## START Excerpt to read
I didn’t get to finish this year at school as my brother, Andrew, was called on a mission and my sister, Fawn, was having an operation and I had to be home.
The year of 1914 my Father and Mother sold their home at Fielding and on the river and we moved to Stone, Idaho in the Curlew Valley. It was a hard move and a very different life. It was a 3 room bug infested house which some southern people had lived in. There wasn’t much for me to do other than keeping house and fighting bedbugs.
We started to go to Church on Sunday in a one room schoolhouse. It was just a branch of the Stone Ward. The people who lived around there, that went to church, were us, the Wheeler family, the Bagget family, and three Clayton families. The Claytons were musical and sometimes they would furnish us with a dance. At those times young people would come from surrounding places. That first winter the Claytons decided, for entertainment, to form a theater group. They used Pearl and Rose Bagget and myself as the ladies as there were more males in the Claytons.
## END Excerpt to read
[Task to carry out]
Answer these from the Stone, Idaho account above:
1. Which two family events kept the writer from finishing the school year?
2. In what year did the family move to Stone, and in which valley is it?
3. What did the Claytons decide to form that first winter for entertainment?
## START Data lines
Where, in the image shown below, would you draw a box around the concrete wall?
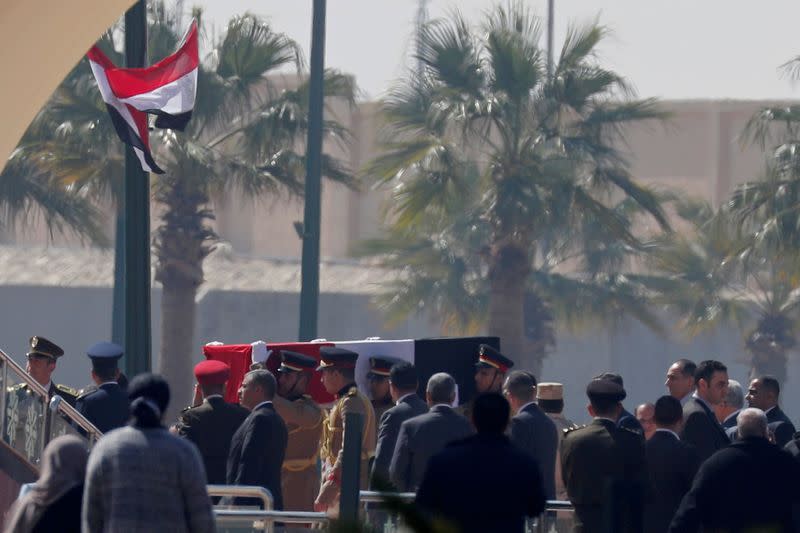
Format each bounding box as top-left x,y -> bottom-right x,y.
0,286 -> 800,422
## END Data lines
[Response]
1. The writer's brother Andrew was called on a mission, and sister Fawn was having an operation.
2. 1914, in the Curlew Valley.
3. A theater group.